# YOUR OBJECTIVE
Starting at the top of the entries below, set down every line exactly, please, until you reach the line with "like [[43, 38]].", which is included too.

[Natural-language object grounding data]

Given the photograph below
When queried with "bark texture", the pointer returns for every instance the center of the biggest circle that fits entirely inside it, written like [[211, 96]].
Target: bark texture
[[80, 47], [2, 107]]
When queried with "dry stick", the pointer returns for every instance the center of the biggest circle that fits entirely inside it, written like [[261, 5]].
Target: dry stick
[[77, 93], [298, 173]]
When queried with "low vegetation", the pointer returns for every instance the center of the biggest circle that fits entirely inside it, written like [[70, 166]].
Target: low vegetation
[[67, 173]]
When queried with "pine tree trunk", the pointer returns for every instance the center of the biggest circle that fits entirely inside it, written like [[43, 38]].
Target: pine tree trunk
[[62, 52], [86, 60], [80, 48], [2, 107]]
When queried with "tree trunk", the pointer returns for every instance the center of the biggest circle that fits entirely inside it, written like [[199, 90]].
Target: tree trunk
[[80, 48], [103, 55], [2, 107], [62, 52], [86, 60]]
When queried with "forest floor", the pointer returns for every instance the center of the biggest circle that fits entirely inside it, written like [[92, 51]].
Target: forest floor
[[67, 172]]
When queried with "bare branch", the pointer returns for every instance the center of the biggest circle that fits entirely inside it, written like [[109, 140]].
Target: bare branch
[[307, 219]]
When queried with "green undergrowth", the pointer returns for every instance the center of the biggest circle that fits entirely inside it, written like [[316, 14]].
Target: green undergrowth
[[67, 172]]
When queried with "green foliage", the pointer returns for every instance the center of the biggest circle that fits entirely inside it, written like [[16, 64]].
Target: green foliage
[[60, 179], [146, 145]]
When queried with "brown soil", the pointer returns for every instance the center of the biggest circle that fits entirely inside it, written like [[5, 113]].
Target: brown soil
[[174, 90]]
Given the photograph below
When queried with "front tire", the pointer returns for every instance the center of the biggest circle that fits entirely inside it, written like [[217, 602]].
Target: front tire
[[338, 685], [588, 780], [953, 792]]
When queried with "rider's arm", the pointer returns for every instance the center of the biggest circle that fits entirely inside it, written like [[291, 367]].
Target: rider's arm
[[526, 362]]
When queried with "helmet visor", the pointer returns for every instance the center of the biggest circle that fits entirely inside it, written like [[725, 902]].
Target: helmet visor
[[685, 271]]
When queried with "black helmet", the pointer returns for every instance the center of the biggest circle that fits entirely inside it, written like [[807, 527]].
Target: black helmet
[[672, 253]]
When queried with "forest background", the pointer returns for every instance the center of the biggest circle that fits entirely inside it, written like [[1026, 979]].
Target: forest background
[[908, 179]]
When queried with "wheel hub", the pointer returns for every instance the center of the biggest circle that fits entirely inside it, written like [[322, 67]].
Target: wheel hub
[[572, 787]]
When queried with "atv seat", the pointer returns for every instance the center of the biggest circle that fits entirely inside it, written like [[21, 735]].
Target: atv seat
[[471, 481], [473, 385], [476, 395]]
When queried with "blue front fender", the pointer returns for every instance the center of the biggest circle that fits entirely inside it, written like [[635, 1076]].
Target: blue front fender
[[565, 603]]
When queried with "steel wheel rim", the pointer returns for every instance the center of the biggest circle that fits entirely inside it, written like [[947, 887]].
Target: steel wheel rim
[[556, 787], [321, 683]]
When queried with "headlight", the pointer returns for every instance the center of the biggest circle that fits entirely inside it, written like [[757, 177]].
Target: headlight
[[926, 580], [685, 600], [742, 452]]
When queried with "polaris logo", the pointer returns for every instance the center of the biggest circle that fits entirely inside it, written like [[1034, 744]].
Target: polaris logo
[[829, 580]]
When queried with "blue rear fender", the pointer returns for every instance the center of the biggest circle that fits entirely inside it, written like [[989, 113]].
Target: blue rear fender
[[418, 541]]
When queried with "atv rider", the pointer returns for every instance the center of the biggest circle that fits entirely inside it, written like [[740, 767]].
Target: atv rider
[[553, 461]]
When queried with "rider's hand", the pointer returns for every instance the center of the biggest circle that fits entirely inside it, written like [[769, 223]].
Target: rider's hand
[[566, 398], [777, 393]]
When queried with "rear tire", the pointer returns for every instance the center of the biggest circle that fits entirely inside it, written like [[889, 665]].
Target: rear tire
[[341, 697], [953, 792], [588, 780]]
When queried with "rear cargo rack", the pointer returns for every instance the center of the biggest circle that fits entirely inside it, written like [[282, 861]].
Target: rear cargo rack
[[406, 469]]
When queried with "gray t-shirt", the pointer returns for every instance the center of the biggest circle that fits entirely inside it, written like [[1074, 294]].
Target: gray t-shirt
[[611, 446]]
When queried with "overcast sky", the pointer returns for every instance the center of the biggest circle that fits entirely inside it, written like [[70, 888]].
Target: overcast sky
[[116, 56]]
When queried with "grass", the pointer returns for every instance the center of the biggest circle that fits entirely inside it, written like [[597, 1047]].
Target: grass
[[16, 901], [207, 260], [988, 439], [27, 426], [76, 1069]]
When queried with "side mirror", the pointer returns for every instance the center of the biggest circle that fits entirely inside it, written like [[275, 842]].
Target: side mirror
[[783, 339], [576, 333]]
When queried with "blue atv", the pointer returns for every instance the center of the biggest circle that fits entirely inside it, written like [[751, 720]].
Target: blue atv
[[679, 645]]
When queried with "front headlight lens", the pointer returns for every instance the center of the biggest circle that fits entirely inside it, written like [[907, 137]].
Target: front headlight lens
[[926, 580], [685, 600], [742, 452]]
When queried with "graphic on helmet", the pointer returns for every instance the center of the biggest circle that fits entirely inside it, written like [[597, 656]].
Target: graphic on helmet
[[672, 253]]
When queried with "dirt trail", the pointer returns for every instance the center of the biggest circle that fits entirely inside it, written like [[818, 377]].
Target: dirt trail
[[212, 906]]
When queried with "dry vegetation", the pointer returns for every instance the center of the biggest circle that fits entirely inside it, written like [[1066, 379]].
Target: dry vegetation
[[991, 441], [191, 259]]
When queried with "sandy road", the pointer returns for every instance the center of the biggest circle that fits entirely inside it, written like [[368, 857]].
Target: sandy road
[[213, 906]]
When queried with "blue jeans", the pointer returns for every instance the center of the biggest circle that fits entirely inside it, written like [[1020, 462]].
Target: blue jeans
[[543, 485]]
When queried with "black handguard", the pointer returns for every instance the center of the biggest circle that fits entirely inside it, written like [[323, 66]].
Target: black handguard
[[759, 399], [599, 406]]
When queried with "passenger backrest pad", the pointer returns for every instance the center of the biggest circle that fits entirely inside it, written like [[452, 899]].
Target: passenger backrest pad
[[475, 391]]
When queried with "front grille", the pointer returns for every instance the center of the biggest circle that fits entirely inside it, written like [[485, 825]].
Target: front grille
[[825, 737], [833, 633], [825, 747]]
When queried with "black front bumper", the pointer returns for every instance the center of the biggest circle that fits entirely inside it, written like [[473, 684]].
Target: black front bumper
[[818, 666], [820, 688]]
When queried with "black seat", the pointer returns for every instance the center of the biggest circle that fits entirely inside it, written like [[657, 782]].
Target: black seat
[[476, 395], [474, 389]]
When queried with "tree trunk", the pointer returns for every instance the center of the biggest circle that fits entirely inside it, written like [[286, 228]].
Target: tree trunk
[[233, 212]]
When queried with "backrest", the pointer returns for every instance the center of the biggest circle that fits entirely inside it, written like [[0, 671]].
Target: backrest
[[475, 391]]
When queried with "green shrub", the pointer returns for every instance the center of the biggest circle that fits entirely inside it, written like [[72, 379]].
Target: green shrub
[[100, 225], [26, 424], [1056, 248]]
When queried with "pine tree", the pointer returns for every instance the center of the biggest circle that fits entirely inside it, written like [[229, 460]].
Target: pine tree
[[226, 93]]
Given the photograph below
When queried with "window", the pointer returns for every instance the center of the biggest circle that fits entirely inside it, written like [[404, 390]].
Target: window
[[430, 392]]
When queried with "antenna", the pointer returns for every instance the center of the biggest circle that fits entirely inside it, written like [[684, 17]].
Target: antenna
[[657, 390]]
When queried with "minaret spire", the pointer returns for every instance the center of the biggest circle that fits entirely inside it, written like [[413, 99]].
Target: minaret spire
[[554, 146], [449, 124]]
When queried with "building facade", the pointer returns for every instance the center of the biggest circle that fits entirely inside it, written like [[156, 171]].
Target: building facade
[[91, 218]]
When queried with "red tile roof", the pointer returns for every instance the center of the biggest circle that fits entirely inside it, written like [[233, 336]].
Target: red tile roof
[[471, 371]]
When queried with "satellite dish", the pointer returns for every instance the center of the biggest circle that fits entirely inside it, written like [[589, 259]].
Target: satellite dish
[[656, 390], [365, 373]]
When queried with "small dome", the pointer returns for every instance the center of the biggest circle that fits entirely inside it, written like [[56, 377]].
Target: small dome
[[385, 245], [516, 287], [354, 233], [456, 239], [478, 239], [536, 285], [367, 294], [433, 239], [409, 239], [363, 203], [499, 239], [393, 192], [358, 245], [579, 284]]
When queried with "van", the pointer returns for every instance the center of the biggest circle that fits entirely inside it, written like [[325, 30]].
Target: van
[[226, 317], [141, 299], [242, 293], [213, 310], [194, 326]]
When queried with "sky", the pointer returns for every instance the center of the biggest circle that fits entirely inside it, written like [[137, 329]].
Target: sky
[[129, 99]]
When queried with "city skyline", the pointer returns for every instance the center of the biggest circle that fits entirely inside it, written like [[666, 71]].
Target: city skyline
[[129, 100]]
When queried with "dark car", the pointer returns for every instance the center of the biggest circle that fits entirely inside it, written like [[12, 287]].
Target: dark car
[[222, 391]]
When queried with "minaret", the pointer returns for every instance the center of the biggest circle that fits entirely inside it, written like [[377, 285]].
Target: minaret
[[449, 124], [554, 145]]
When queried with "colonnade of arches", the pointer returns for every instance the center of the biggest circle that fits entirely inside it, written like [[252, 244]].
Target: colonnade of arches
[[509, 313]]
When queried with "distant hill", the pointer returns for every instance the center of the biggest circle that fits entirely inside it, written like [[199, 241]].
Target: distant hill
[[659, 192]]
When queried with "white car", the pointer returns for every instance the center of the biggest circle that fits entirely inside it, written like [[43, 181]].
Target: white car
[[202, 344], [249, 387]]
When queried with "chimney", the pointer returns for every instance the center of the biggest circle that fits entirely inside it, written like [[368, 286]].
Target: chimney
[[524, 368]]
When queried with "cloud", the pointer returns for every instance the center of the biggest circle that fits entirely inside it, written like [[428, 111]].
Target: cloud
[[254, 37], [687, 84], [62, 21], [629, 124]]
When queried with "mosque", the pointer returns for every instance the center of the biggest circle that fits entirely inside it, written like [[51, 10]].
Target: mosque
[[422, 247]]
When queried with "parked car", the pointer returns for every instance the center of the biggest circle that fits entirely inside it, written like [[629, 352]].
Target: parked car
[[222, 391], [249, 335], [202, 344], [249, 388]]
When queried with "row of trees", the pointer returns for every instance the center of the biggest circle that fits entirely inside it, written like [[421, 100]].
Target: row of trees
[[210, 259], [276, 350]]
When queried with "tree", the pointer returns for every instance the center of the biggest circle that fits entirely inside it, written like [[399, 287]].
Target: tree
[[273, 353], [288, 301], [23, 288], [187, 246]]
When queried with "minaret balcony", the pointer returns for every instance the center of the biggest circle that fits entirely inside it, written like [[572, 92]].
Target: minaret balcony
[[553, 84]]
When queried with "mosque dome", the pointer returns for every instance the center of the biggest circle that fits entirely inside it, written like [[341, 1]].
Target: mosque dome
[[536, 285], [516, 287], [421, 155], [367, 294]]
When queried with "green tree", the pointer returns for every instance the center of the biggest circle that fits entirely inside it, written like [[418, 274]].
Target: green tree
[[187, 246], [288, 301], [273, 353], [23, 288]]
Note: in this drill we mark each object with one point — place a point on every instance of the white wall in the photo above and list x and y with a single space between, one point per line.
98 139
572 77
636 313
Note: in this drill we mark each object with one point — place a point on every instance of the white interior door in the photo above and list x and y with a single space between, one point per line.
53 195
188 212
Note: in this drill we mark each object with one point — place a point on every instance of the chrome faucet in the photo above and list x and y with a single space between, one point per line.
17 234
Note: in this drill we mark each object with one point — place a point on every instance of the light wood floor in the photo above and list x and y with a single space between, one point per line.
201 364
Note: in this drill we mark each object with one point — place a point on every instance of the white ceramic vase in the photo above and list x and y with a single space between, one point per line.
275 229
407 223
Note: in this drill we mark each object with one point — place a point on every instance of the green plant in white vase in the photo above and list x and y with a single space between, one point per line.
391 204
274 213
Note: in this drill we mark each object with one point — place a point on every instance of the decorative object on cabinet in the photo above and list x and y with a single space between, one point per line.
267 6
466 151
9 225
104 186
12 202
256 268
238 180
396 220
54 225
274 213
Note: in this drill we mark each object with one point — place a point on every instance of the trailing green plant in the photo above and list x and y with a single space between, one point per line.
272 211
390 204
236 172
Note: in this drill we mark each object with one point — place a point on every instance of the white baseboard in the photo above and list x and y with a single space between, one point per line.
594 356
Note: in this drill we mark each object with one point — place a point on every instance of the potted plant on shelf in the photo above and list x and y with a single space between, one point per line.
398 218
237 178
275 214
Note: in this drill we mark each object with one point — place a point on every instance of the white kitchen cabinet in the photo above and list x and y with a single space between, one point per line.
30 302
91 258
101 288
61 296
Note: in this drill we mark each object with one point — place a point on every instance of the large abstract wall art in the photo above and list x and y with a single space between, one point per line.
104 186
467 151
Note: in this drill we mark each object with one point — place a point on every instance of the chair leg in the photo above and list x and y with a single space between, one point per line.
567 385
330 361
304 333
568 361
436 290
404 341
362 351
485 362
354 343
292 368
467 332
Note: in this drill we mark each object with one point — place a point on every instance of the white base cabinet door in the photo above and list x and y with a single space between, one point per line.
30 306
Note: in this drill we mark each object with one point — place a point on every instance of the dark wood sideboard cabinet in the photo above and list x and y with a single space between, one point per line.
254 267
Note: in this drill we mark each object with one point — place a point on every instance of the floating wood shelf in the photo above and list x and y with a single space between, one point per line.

# OUTPUT BELOW
Given the photograph below
When queried with "bark texture", the pointer returns for every instance the center of the biggest circle that fits entirely inside it, written like [[211, 96]].
Target: bark texture
[[80, 47], [2, 107]]
When queried with "dry stick", the pointer returns for every instance the center of the biggest circle that fits entirely inside it, written like [[261, 5]].
Target: dry stick
[[77, 93], [298, 173]]
When queried with "low vegetation", the pointer returns for every instance the center of the biggest circle that fits entirely inside it, written like [[70, 166]].
Target: low vegetation
[[67, 173]]
When queried with "pine tree trunk", the pointer returns for every instance the center of the biggest circle that fits entirely inside it, written like [[43, 38]].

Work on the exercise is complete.